INSTRUCTIONS TO FOLLOW:
Set down the line that contains "minaret shaft ->" and every line after it to the end of the entries, exactly as they stand and nothing more.

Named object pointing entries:
◆ ◆ ◆ ◆

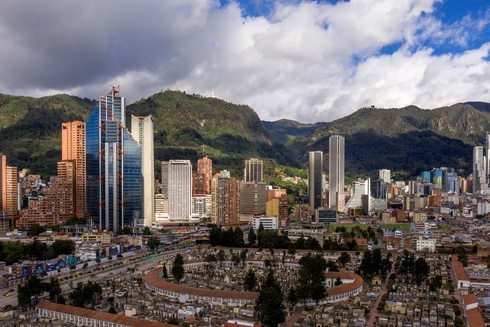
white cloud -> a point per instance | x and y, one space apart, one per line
306 61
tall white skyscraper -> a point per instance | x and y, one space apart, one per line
479 170
385 175
142 132
315 179
179 189
336 168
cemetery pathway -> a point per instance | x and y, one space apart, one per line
295 316
374 310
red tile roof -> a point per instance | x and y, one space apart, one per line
347 287
99 315
470 299
475 318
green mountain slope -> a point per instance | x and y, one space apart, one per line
284 130
406 140
186 127
190 126
30 129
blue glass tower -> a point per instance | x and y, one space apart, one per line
114 178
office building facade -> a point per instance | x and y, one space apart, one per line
336 166
179 190
114 176
225 199
73 148
142 132
205 167
253 171
315 179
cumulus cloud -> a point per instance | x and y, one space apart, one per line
303 60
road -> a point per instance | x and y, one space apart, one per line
142 264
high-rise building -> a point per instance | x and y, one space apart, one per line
164 181
315 179
385 174
179 189
3 182
58 205
142 131
450 180
253 170
225 199
480 169
198 184
205 167
73 148
252 199
114 177
13 193
336 164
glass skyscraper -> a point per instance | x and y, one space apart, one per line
114 177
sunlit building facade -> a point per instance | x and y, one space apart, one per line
114 176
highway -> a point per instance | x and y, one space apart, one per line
142 264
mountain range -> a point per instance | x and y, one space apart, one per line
189 126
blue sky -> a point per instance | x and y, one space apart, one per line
304 60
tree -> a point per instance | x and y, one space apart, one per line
178 267
292 297
338 282
179 259
13 252
215 235
270 303
344 258
54 289
259 234
317 292
252 237
153 242
238 237
24 296
250 281
61 299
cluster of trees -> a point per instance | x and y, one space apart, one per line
13 252
85 294
270 303
29 292
374 264
311 280
178 267
273 240
228 237
412 269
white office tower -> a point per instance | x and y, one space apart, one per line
385 175
315 179
179 190
479 170
336 168
142 132
361 196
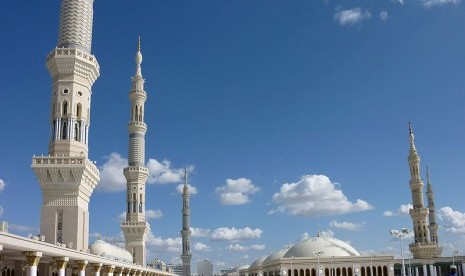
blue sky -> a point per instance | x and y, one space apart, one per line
261 99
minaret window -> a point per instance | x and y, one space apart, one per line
65 108
78 110
64 130
134 203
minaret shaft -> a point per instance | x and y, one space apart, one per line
423 246
136 228
186 232
67 177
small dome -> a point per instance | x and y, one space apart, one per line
110 251
275 256
329 247
257 263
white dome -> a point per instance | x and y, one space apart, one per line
257 263
110 251
329 247
275 256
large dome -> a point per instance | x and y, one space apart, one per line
275 256
328 246
257 263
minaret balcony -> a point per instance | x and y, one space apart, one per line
73 61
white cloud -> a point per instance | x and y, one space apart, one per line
192 189
404 210
233 234
257 247
351 16
383 15
345 225
236 192
453 221
158 244
113 180
237 247
314 196
2 185
198 246
431 3
153 214
199 232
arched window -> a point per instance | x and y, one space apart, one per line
134 203
137 113
78 110
76 131
64 130
65 108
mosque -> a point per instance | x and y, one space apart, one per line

◆ ◆ ◆ ◆

EXPECTED ANSWER:
minaret shaft -> a point per instance | x and y, one space apart, one per line
423 246
136 228
186 232
67 177
small dome -> a point per instance | x and y, one space apart, one per line
110 251
275 256
329 247
257 263
white dome -> a point per instance | x and y, one space apart, one per line
257 263
110 251
329 247
275 256
large dome -> a point per instance | x and y, one space apart, one per line
275 256
328 246
257 263
minaret balcony -> a point per instance | x and y, one space apart, one per line
73 61
white cloud -> a point per instance | x and y, one space apart, one per line
192 189
404 210
233 234
257 247
351 16
383 15
345 225
236 192
453 221
158 244
113 180
237 247
314 196
2 185
198 246
431 3
153 214
199 232
arched window -> a point per instance | x and y, one space apart, one per line
134 203
137 113
78 110
76 131
64 130
65 108
mosque -> a point per instance | x and y, one space apart, one per line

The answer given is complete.